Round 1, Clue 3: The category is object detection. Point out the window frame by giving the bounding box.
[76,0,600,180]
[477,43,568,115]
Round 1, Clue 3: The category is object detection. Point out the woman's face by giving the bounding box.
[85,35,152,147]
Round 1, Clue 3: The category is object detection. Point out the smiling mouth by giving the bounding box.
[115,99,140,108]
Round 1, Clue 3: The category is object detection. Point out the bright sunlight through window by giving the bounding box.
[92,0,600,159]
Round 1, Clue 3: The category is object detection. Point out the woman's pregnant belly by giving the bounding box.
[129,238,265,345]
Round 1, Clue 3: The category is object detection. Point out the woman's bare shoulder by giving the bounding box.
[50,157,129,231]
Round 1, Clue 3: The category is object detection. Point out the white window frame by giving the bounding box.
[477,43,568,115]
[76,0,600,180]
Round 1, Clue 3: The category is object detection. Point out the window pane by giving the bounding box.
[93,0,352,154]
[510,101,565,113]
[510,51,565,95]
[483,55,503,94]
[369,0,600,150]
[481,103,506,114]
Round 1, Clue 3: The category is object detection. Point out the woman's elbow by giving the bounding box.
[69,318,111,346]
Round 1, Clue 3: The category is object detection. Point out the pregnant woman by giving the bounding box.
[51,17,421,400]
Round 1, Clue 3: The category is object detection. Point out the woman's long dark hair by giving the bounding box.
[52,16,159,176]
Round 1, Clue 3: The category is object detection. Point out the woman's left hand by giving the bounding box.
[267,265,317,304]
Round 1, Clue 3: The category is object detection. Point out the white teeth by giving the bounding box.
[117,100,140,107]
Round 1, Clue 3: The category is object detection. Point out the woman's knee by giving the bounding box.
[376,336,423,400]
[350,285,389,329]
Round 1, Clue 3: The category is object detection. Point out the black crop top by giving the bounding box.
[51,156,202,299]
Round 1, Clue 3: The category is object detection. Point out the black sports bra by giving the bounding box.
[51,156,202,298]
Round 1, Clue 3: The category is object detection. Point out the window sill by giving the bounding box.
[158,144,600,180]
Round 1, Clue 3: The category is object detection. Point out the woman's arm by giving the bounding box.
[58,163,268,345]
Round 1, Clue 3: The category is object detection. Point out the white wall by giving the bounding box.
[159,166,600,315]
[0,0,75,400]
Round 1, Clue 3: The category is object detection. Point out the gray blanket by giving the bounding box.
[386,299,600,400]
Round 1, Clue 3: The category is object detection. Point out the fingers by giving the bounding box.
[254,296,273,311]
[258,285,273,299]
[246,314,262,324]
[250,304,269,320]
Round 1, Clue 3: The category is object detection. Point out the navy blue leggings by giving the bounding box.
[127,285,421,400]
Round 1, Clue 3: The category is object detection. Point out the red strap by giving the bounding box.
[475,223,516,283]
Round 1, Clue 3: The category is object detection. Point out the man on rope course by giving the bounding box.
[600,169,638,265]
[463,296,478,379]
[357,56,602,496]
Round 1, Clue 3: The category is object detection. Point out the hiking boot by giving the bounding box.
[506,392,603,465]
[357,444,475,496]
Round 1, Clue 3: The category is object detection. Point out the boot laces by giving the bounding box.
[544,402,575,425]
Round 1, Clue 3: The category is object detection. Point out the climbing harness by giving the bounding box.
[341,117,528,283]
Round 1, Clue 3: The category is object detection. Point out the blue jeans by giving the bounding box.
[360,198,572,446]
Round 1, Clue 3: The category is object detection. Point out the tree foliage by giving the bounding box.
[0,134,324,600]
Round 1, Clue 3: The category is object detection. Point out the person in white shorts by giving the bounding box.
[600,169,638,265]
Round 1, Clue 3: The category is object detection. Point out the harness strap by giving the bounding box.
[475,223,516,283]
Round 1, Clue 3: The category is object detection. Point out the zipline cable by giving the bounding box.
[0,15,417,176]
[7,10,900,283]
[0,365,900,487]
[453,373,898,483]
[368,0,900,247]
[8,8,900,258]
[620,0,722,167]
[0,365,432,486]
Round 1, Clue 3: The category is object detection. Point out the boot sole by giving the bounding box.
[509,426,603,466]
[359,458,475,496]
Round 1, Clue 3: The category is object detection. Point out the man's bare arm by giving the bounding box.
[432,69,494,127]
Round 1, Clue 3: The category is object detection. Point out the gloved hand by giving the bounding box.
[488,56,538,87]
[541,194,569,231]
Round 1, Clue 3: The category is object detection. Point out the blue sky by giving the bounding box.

__________

● STATED EXERCISE
Reproduce every item above word for word, leaving nothing out and changing nothing.

● RESULT FOR THIS TASK
Round 1, Clue 3: The category is object detection. Point out the window frame by giving the bounding box.
[76,0,600,180]
[477,43,568,115]
Round 1, Clue 3: The category is object detection. Point out the woman's face by giving the bounding box.
[85,35,152,147]
Round 1, Clue 3: The category is object detection. Point out the smiling mouth by giving the bounding box.
[115,99,140,108]
Round 1, Clue 3: The category is object detection. Point out the bright sunlight through window by giving the bounding box.
[92,0,600,159]
Round 1, Clue 3: The category is object detection. Point out the woman's pregnant belly by giving the bounding box.
[129,238,265,345]
Round 1, Clue 3: The category is object detection. Point out the woman's bare shoulder by giving the bounding box.
[50,157,129,231]
Round 1, Clue 3: The category is object detection. Point out the white window frame by giving the bounding box.
[477,43,568,115]
[76,0,600,180]
Round 1, Clue 3: The category is object detection. Point out the window pane by giving the bounding box.
[93,0,352,154]
[510,101,565,113]
[510,51,565,95]
[483,55,503,94]
[369,0,600,150]
[481,103,506,114]
Round 1, Clue 3: The category is object detection. Point out the woman's elbow by giving the bounding box.
[69,318,111,346]
Round 1, Clue 3: The category is object detection. Point out the pregnant woman by giving the bounding box.
[51,17,421,400]
Round 1, Clue 3: The category is object detection. Point out the woman's long dark hair by giving the bounding box.
[52,16,159,176]
Round 1, Clue 3: The category is object detection. Point out the woman's left hand by giving the bounding box.
[267,265,317,304]
Round 1, Clue 3: The category is object detection. Point out the white teeth by giving the bounding box.
[117,100,140,107]
Round 1, Clue 3: The category is object detection. Point out the woman's knee by giving the bounding box.
[376,336,423,400]
[350,285,389,329]
Round 1, Clue 3: The category is object detection. Point out the black crop top by giving the bounding box.
[51,156,202,299]
Round 1, Clue 3: The category is object detection. Point out the black sports bra by giving the bounding box.
[51,156,202,298]
Round 1, Clue 3: The category is object detection. Point out the window sill by giving the bounding box.
[158,144,600,180]
Round 1, Clue 3: The category is object detection. Point out the woman's arm by giving the bounding box.
[58,163,268,345]
Round 1, Clue 3: The category is object detection. Point out the white wall by giving the bounding box.
[159,166,600,315]
[0,0,75,400]
Round 1, Clue 3: The category is object detection. Point out the gray blanket by giving the bounding box.
[386,299,600,400]
Round 1, Clue 3: The category is object detection. Point out the fingers by giving the bounding box.
[254,296,273,311]
[258,285,273,299]
[246,314,262,324]
[250,304,269,320]
Round 1, Clue 3: The category is object detection. Point out the navy blue leggings by giving the bounding box.
[127,285,421,400]
Round 1, Clue 3: The category is object detection. Point out the red strap by giving the bounding box.
[475,223,516,283]
Round 1, Clue 3: The category is object detection. Point out the man on rope course by giving the bounding box.
[600,169,638,265]
[463,296,478,379]
[357,56,602,496]
Round 1, Clue 3: The category is object detection. Point out the hiking boot by giving the bounding box.
[506,392,603,465]
[357,444,475,496]
Round 1, Clue 3: The category is object detection. Point out the boot laces by giving the bounding box.
[544,402,575,425]
Round 1, Clue 3: The category is object detection. Point out the climbing harness by giving the bounding box.
[341,117,528,283]
Round 1, Clue 3: The category is object detection. Point out the blue jeans by giving the bounding box.
[360,198,572,446]
Round 1, Clue 3: The category is object detection. Point out the tree foliage by giving the bounding box.
[0,134,324,600]
Round 1, Clue 3: The category is object detection. Point out the person in white shorts by giving the bounding box.
[600,169,638,265]
Round 1, Clue 3: The category is object detection. Point out the harness strap by giving the bounding box.
[475,223,516,283]
Round 1, Clue 3: The category is object detection. Point out the zipline cable by giving the bounding box.
[0,15,417,176]
[7,10,900,283]
[0,365,900,487]
[453,373,898,483]
[368,0,900,247]
[8,8,900,258]
[620,0,722,167]
[0,365,432,486]
Round 1, Clue 3: The category is object detection. Point out the boot sole by giving the bounding box.
[509,426,603,466]
[359,458,475,496]
Round 1, Clue 3: The category is object detection. Point out the man's bare arm by giving the bounding box.
[432,69,494,127]
Round 1, Clue 3: The category is object detection. Point out the gloved hand by giving the bounding box.
[488,56,538,87]
[541,194,569,231]
Round 1, Clue 3: The category is object detection. Point out the blue sky by giving the bounding box.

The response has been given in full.